Datos de anotación de ubicación de objetos

============

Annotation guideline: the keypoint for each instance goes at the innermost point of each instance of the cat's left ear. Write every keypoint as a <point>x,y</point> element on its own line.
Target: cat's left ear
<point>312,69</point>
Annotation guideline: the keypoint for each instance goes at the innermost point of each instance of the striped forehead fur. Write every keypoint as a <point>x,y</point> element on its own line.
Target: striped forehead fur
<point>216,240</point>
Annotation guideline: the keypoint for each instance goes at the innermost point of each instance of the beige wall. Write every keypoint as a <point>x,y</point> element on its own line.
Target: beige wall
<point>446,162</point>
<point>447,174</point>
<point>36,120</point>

============

#### [PROBLEMA PLANTEADO]
Transforma todas las filas anteriores en una tabla Markdown de dos columnas, «N.º» con el número de cada una y «Línea» con su texto. Omite las líneas en blanco.

#### [LA RESPUESTA]
| N.º | Línea |
|---|---|
| 1 | Annotation guideline: the keypoint for each instance goes at the innermost point of each instance of the cat's left ear. Write every keypoint as a <point>x,y</point> element on its own line. |
| 2 | Target: cat's left ear |
| 3 | <point>312,69</point> |
| 4 | Annotation guideline: the keypoint for each instance goes at the innermost point of each instance of the striped forehead fur. Write every keypoint as a <point>x,y</point> element on its own line. |
| 5 | Target: striped forehead fur |
| 6 | <point>216,240</point> |
| 7 | Annotation guideline: the keypoint for each instance goes at the innermost point of each instance of the beige wall. Write every keypoint as a <point>x,y</point> element on its own line. |
| 8 | Target: beige wall |
| 9 | <point>446,162</point> |
| 10 | <point>447,174</point> |
| 11 | <point>36,120</point> |